## BEGIN DATA RECORDS
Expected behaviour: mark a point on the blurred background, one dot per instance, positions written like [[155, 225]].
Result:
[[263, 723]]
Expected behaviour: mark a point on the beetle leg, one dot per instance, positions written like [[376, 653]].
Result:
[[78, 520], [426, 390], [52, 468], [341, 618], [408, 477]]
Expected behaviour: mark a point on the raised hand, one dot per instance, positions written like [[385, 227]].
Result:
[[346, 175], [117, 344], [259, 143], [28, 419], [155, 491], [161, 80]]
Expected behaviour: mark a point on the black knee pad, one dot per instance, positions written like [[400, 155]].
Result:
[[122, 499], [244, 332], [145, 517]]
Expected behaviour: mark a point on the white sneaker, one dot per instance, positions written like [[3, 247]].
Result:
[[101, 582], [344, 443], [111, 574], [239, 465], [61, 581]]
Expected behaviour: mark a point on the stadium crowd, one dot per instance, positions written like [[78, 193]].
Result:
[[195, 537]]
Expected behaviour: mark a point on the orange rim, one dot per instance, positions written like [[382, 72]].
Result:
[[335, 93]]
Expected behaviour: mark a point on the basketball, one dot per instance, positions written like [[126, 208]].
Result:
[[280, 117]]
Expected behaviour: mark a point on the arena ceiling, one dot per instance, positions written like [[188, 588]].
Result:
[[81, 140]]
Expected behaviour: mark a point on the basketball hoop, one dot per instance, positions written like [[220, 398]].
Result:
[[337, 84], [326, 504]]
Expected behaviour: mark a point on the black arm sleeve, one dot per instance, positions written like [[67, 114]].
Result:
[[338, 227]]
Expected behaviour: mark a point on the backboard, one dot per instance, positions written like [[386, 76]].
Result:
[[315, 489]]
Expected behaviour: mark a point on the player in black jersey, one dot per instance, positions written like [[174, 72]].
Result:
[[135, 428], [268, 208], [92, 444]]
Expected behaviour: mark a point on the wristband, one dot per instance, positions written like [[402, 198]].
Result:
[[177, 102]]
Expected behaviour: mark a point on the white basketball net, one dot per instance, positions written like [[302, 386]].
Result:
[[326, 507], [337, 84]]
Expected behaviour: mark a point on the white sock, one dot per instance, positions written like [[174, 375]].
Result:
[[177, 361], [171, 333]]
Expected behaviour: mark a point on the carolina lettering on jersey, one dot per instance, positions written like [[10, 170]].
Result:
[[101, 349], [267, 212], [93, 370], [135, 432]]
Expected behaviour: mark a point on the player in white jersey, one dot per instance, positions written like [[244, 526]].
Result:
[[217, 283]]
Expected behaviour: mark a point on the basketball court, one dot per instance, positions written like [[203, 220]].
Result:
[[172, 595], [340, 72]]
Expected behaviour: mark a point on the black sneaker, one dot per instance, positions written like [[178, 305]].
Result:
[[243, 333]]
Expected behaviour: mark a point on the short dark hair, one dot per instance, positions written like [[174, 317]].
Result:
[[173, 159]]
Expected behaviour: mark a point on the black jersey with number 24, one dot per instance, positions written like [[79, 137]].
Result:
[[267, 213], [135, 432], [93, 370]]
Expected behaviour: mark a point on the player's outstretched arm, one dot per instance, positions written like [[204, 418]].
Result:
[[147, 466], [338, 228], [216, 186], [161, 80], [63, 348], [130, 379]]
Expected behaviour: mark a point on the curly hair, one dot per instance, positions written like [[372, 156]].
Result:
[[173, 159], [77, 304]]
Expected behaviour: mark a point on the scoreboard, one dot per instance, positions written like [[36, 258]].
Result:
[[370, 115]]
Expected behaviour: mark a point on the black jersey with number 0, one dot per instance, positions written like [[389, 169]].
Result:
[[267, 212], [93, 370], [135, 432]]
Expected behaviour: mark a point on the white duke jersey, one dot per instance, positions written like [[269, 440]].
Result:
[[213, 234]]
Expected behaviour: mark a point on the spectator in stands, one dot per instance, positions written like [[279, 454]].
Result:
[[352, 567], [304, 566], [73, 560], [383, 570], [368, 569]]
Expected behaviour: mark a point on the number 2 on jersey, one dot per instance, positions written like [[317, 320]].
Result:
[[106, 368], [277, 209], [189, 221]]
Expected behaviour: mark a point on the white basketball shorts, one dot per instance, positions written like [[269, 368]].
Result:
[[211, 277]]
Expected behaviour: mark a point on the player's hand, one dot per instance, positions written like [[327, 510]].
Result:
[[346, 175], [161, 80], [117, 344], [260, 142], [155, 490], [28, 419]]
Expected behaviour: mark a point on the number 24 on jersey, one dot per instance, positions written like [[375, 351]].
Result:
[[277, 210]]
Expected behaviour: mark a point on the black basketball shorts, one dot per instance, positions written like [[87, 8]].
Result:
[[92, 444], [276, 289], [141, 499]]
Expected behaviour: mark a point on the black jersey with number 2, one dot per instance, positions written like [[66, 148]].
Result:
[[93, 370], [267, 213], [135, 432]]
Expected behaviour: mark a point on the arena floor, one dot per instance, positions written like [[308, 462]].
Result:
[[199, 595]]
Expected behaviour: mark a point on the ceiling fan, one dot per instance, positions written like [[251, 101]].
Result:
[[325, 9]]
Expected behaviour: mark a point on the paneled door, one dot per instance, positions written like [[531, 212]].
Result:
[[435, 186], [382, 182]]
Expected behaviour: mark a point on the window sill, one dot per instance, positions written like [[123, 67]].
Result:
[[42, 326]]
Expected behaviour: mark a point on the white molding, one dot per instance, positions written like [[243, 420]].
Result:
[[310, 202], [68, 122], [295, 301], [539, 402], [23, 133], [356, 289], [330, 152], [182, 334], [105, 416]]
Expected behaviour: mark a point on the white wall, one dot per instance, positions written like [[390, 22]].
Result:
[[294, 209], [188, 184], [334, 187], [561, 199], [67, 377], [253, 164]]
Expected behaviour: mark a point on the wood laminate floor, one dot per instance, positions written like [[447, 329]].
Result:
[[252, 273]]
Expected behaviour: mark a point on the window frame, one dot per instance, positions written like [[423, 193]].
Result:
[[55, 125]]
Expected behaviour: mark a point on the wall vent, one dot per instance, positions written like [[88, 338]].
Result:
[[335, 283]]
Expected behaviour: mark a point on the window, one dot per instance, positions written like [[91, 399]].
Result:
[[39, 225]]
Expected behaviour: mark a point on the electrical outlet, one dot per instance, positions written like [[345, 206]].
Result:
## END DATA RECORDS
▸ PROBLEM TO WORK ON
Please reproduce every record above word for word, leaving nothing out and changing nothing.

▸ RESPONSE FOR THIS EXERCISE
Expected behaviour: mark a point on the blurred background, one dot per instance, positions written like [[155, 225]].
Result:
[[263, 723]]
Expected behaviour: mark a point on the beetle leg, one dot per instance, positions written like [[376, 653]].
Result:
[[78, 520], [426, 390], [52, 468], [341, 618], [408, 477]]
Expected behaviour: mark a point on the raised hand, one dot per instance, positions written like [[385, 227]].
Result:
[[346, 175], [117, 344], [259, 143], [28, 419], [155, 491], [161, 80]]
Expected behaviour: mark a point on the black knee pad, one dot per instance, positions written like [[400, 155]].
Result:
[[122, 499], [244, 332], [145, 517]]
Expected behaviour: mark a point on the white sneaker, one dot per instance, positions written like [[3, 247]].
Result:
[[101, 582], [344, 443], [111, 574], [239, 465], [61, 581]]
Expected behaviour: mark a point on the stadium crowd, one dot per instance, positions written like [[78, 193]].
Result:
[[195, 537]]
Expected behaviour: mark a point on the orange rim, one dot per instance, positions written like [[382, 72]].
Result:
[[335, 93]]
Expected behaviour: mark a point on the basketball, one dot per instance, positions written like [[126, 208]].
Result:
[[280, 117]]
Expected behaviour: mark a point on the arena ceiling, one dot per instance, positions written like [[188, 588]].
Result:
[[81, 140]]
Expected behaviour: mark a point on the basketball hoop, one dot per instance, positions written like [[220, 398]].
Result:
[[337, 84], [326, 504]]
Expected behaviour: mark a point on the black arm sleeve, one dot per instance, positions written like [[67, 114]].
Result:
[[338, 227]]
Expected behaviour: mark a point on the backboard, one dot per instance, positions written like [[386, 76]].
Result:
[[315, 489]]
Expected behaviour: mark a point on the player in black jersey, one dot per instance, positions written like [[174, 72]].
Result:
[[135, 428], [268, 208], [92, 444]]
Expected behaviour: mark a point on the wristband, one dot per instance, positions written like [[402, 198]].
Result:
[[177, 102]]
Expected behaviour: mark a point on the white basketball net, one dot per instance, positions written like [[302, 386]].
Result:
[[326, 507], [337, 84]]
Expected behaviour: mark a point on the white sock, one dot per instance, positions written like [[174, 375]].
Result:
[[177, 361], [171, 333]]
Expected behaviour: mark a point on the carolina lettering on jersey, one dot per instance, positions written like [[10, 170]].
Result:
[[101, 349], [267, 212], [93, 370], [135, 432]]
Expected behaviour: mark a point on the player in white jersey, one dot per instance, positions written like [[244, 526]].
Result:
[[217, 283]]
Expected behaviour: mark a point on the basketball court, one dot per instance, positions written like [[203, 220]].
Result:
[[172, 595], [340, 72]]
Expected behaviour: mark a point on the black sneaker, one dot per instance, positions written like [[178, 305]].
Result:
[[243, 333]]
Expected behaviour: mark a point on the short dark hair, one dot per instance, positions written like [[174, 317]].
Result:
[[173, 159]]
Expected behaviour: mark a point on the black jersey with number 24, one dot per instance, positions written like [[79, 137]].
Result:
[[267, 213], [135, 432], [93, 370]]
Expected behaviour: mark a point on the player's outstretched arm, one dot per instance, positions written like [[204, 418]].
Result:
[[147, 466], [338, 228], [216, 186], [161, 80], [63, 348], [130, 379]]
Expected behaviour: mark a point on the curly hair, one dot per instance, positions written like [[372, 156]].
Result:
[[173, 159], [77, 304]]
Expected behaviour: mark a point on the scoreboard, one dot per instance, positions written like [[36, 258]].
Result:
[[370, 115]]
Expected behaviour: mark a point on the black jersey with number 0, one dot per instance, positions written like [[389, 169]].
Result:
[[267, 212], [93, 370], [135, 432]]
Expected behaviour: mark a point on the white duke jersey, one dot per instance, positions written like [[269, 440]].
Result:
[[213, 234]]
Expected behaviour: mark a point on the spectator in stands, one dot per instance, positions written like [[279, 454]].
Result:
[[352, 567], [304, 566], [73, 560], [383, 570], [368, 569]]
Expected behaviour: mark a point on the number 2 on jersey, one dot per instance, positions written like [[317, 320]].
Result:
[[106, 368], [277, 209], [189, 221]]
Expected behaviour: mark a point on the white basketball shorts, one dot per instance, positions written like [[269, 368]].
Result:
[[211, 277]]
Expected behaviour: mark a point on the player's hand, one dot per instance, positions written like [[327, 510]].
Result:
[[346, 175], [161, 80], [117, 344], [260, 142], [155, 490], [28, 419]]
Expected behaviour: mark a point on the number 24 on jersey, one dot per instance, positions written like [[375, 351]].
Result:
[[277, 210]]
Expected behaviour: mark a point on the black basketball shorts, one dot per instance, positions written like [[87, 8]].
Result:
[[92, 444], [276, 289], [141, 499]]
Expected behaviour: mark a point on the black jersey with number 2, one dot per instance, positions written like [[66, 148]].
Result:
[[93, 370], [267, 213], [135, 432]]
Expected behaviour: mark a point on the arena floor, one dot per instance, positions written like [[308, 462]].
Result:
[[199, 595]]
Expected behaviour: mark a point on the ceiling fan, one dot per instance, positions written like [[251, 101]].
Result:
[[325, 9]]
Expected behaviour: mark a point on the paneled door, one dot per instance, positions written like [[531, 212]].
Result:
[[435, 186], [382, 182]]
Expected behaviour: mark a point on the window sill, one dot per instance, positions written like [[123, 67]].
Result:
[[42, 326]]
Expected behaviour: mark a point on the white molding, one dot per instance, positions written like [[243, 420]].
Result:
[[310, 202], [68, 122], [295, 301], [539, 402], [23, 133], [356, 289], [330, 152], [182, 334], [105, 416]]
Expected behaviour: mark a point on the white wall, one dot per instance, positions written like [[390, 22]].
Result:
[[294, 209], [188, 184], [334, 187], [561, 199], [67, 377], [253, 164]]
Expected behaviour: mark a point on the wood laminate floor, one dot per instance, positions written like [[447, 329]].
Result:
[[252, 273]]
Expected behaviour: mark a point on the window frame, one dot per instance, positions written like [[423, 193]].
Result:
[[55, 125]]
Expected behaviour: mark a point on the wall vent, one dot per instance, positions written like [[88, 338]].
Result:
[[335, 283]]
Expected behaviour: mark a point on the window, one dot per instance, positions written like [[91, 399]].
Result:
[[39, 225]]
Expected behaviour: mark a point on the electrical outlet, one dot per instance, positions written like [[345, 206]].
Result:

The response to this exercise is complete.